■ **Task prompt**
All entries must be extracted exactly, with nothing added or dropped.

Stored items:
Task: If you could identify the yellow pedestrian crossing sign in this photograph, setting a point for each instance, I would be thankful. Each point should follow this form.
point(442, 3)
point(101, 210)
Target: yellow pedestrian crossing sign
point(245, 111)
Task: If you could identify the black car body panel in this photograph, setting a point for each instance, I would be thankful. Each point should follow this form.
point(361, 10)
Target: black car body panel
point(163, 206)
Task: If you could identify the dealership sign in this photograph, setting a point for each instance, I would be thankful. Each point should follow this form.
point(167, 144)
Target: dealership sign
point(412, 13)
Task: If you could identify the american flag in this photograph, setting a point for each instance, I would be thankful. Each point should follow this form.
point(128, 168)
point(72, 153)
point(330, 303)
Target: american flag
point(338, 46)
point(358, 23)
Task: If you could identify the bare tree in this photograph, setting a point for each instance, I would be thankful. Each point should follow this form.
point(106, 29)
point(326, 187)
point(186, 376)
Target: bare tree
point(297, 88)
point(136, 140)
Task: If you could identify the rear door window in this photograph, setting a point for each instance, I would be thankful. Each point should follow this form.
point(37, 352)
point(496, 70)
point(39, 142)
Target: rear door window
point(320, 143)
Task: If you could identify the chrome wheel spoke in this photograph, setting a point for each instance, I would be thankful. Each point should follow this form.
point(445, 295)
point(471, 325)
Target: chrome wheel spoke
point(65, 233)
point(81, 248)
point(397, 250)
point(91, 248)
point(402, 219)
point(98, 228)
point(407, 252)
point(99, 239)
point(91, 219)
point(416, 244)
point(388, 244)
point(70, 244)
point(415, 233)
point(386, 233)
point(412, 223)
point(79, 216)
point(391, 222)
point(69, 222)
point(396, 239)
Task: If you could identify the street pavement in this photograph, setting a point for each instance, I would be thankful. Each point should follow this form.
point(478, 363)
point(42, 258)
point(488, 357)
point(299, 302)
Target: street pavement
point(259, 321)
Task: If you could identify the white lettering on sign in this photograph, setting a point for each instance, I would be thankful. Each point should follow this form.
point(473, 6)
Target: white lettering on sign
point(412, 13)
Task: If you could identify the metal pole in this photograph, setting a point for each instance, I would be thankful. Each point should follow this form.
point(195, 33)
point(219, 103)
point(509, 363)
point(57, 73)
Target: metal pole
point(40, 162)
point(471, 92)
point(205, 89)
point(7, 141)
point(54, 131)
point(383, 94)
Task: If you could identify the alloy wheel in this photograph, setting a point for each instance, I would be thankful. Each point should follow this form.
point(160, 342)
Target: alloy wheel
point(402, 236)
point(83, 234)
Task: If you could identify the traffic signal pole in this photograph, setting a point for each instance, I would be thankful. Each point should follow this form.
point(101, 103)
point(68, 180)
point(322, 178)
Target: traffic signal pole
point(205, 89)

■ **Completed task**
Task: If you could identify the yellow pedestrian crossing sign in this photograph, setting a point for each instance, I would be thankful. Each point should follow this form.
point(442, 3)
point(101, 210)
Target: yellow pedestrian crossing sign
point(245, 111)
Task: If you could identify the black car body panel in this photograph, setting a point for each instance, I would be thankful. Each point should follow this form.
point(361, 10)
Target: black car body panel
point(163, 206)
Task: If you could identify the dealership sign in this photograph, setting a point for each instance, I would be thankful. Each point should follow this form.
point(167, 144)
Target: dealership sign
point(412, 13)
Task: If you could identify the american flag in this photograph, setting a point for each instance, I would be thankful. Each point should follow this form.
point(128, 168)
point(72, 153)
point(330, 303)
Target: american flag
point(338, 46)
point(358, 23)
Task: If you could identify the bare tree in this photograph, setting a point for each instance, I would be thankful. Each point should follow this form.
point(106, 29)
point(326, 187)
point(186, 376)
Target: bare tree
point(297, 88)
point(136, 140)
Task: If you could identify the rear door window in this photograph, setting a point for each instance, I would be thankful. Each point should follow this form.
point(37, 352)
point(496, 70)
point(39, 142)
Target: rear door window
point(320, 143)
Task: If you could identify the chrome wheel spoke in this photograph, setting a point for each instance, I would be thankful. Each point should follow this form.
point(445, 295)
point(471, 325)
Target: chrome wheel spoke
point(65, 233)
point(81, 248)
point(397, 250)
point(91, 248)
point(402, 219)
point(98, 228)
point(407, 252)
point(99, 239)
point(91, 219)
point(416, 244)
point(388, 244)
point(70, 244)
point(415, 233)
point(386, 233)
point(412, 223)
point(79, 216)
point(391, 222)
point(69, 222)
point(396, 239)
Task: If you could identify the street pavement in this photograph, setting a point for each instance, I would be thankful. Each point should follow this form.
point(478, 363)
point(42, 258)
point(488, 357)
point(299, 302)
Target: street pavement
point(259, 321)
Task: If you could identify the white lettering on sign in this photograph, setting a point for each instance, I would be thankful. Each point should follow this form.
point(473, 6)
Target: white lettering on sign
point(412, 13)
Task: If you could identify the metal pole in this photograph, setting a point for each instance, I would be thankful. Each point should follow this form.
point(195, 33)
point(219, 103)
point(509, 363)
point(57, 73)
Target: metal pole
point(40, 162)
point(471, 92)
point(205, 89)
point(7, 141)
point(54, 131)
point(383, 94)
Task: If you could identify the alloy wheel in this photograph, setting a point for each instance, I would be thankful. Each point should follow this form.
point(160, 342)
Target: alloy wheel
point(402, 236)
point(83, 234)
Task: If you could identify the traffic signal pole in this photograph, setting a point for each instance, I would be thankful. Each point should follow this form.
point(101, 103)
point(68, 180)
point(322, 178)
Target: traffic signal pole
point(205, 89)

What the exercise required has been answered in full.